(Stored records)
****

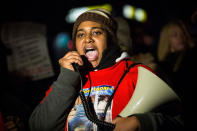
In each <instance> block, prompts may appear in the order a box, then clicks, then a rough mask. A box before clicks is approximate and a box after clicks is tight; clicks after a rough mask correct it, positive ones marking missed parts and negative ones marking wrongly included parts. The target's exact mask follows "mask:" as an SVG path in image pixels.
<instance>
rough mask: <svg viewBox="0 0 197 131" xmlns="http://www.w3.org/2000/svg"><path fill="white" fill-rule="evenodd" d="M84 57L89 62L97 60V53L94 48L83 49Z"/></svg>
mask: <svg viewBox="0 0 197 131" xmlns="http://www.w3.org/2000/svg"><path fill="white" fill-rule="evenodd" d="M84 52H85V56H86V58H87V59H88V60H89V61H94V60H97V58H98V51H97V50H96V49H95V48H85V50H84Z"/></svg>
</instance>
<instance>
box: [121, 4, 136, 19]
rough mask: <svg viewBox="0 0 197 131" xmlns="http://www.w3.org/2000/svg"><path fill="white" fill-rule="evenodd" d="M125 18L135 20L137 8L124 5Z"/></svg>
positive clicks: (130, 6)
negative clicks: (134, 18)
mask: <svg viewBox="0 0 197 131" xmlns="http://www.w3.org/2000/svg"><path fill="white" fill-rule="evenodd" d="M123 16H124V17H125V18H128V19H133V18H134V16H135V8H134V7H133V6H131V5H124V6H123Z"/></svg>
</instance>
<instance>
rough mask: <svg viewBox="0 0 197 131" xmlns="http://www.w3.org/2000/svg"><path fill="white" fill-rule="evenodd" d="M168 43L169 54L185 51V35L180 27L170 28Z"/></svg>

****

§ Task
Please list each line of the listing above that contains the string "negative". Case counts.

§ Answer
In each <instance> block, prompts may appear in the order a box, then clicks, then a rough mask. A box before clicks is approximate and a box after clicks is tight; clicks after a rough mask correct it, positive ones marking missed parts and negative ones marking wrongly included parts. The target's exact mask follows "mask:" as an SVG path in image pixels.
negative clicks: (134, 18)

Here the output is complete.